DOCUMENT PASSAGE:
The colophon may be added on the basis of its condition and the size and thickness of the pen. It reads: 'The humble 'Imad al-Hasani, may [God] forgive his sins, wrote it'.
The seal impressions are 19th Century, but apparently neither royal or of a titled official.
Mir 'Imad al-Hasani al-Husayni is amongst the most famous of the nasta'liq calligraphers of the Safavid period. He was born around the year AH 961/1553-54 AD in Qazwin, the capital of Safavid Persia. He later moved to Tabriz where he was apprenticed to the master Muhammad Husayn Tabrizi, moving back to the capital on completion of his studies in AH 981/1573-74 AD. Later in life he set out for the Hajj and remained in the region for several years, working in Aleppo before returning to Iran in AH 1005/1596-97 AD. His great rival as court calligrapher, 'Ali Reza-i Abbassi, gradually replaced him in the Shah's favour and, in the increasingly extreme Shi'ite environment of the court of Shah 'Abbas, he was accused of Sufism and Sunnism. He was murdered in AH 1024/1615 AD by an agent of the Shah.

GIVEN EXERCISE: In the passage about the calligrapher Mir 'Imad, can you give the text again between "Mir 'Imad al-Hasani" and "of the Shah.", inclusive, replacing "Hajj" with "pilgrimage"?

Source data
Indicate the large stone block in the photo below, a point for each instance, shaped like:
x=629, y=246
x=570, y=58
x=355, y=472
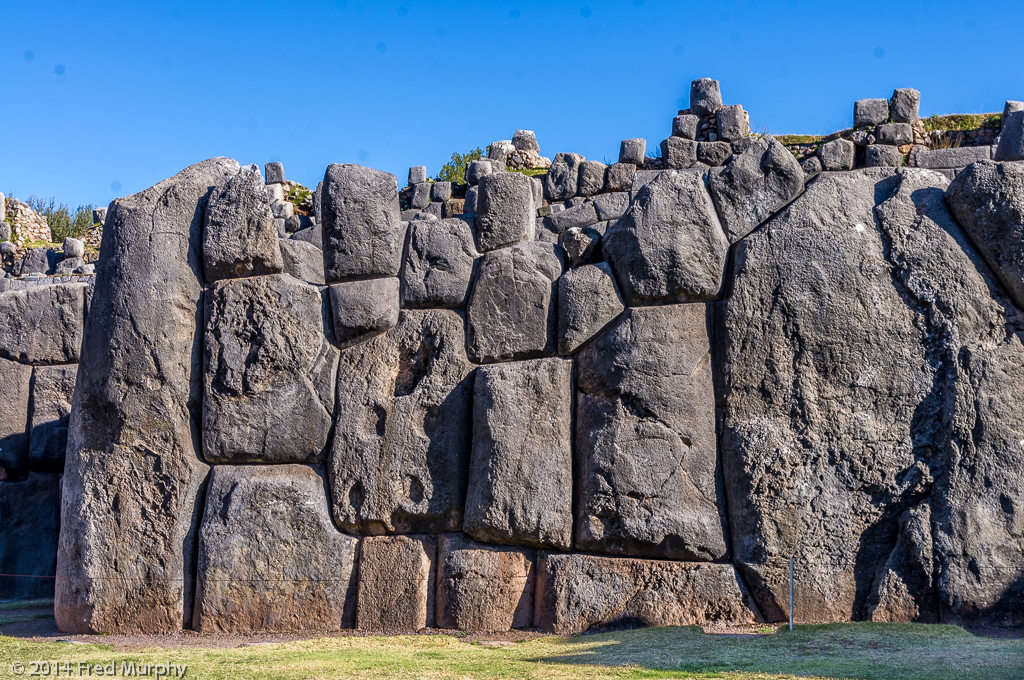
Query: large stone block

THE COMPLETED TASK:
Mir 'Imad al-Hasani al-Husayni is amongst the most famous of the nasta'liq calligraphers of the Safavid period. He was born around the year AH 961/1553-54 AD in Qazwin, the capital of Safavid Persia. He later moved to Tabriz where he was apprenticed to the master Muhammad Husayn Tabrizi, moving back to the capital on completion of his studies in AH 981/1573-74 AD. Later in life he set out for the pilgrimage and remained in the region for several years, working in Aleppo before returning to Iran in AH 1005/1596-97 AD. His great rival as court calligrapher, 'Ali Reza-i Abbassi, gradually replaced him in the Shah's favour and, in the increasingly extreme Shi'ite environment of the court of Shah 'Abbas, he was accused of Sufism and Sunnism. He was murdered in AH 1024/1615 AD by an agent of the Shah.